# [Your objective]
Find each line in the entries below that contains the word "ground" and copy it. Case matters, so count only matches with the same capital and small letters.

# [Items]

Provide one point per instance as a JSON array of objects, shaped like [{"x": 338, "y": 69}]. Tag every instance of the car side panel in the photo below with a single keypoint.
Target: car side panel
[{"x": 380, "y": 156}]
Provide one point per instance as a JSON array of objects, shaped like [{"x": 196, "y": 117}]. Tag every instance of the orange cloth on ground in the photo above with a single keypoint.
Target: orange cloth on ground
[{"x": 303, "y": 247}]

--

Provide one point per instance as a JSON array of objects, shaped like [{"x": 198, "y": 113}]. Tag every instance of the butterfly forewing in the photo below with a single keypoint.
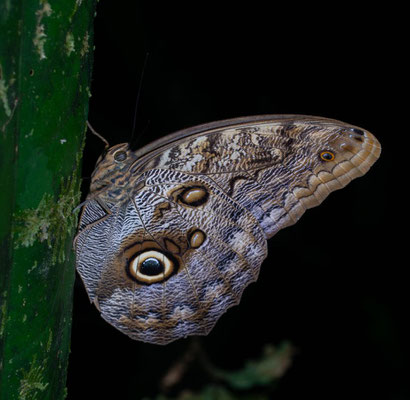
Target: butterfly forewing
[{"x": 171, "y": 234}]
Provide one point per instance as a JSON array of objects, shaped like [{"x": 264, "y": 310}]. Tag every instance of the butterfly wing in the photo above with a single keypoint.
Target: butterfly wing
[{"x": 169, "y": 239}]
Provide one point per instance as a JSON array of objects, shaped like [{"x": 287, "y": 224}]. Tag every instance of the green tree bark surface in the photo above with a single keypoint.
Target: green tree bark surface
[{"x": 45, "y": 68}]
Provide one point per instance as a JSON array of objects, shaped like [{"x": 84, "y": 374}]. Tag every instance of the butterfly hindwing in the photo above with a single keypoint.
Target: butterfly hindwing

# [Full output]
Provide one point per instance as a JSON array of objects, shaped like [{"x": 196, "y": 117}]. Tag every instance of the orange cloth on ground in the photo above with a single keypoint.
Target: orange cloth on ground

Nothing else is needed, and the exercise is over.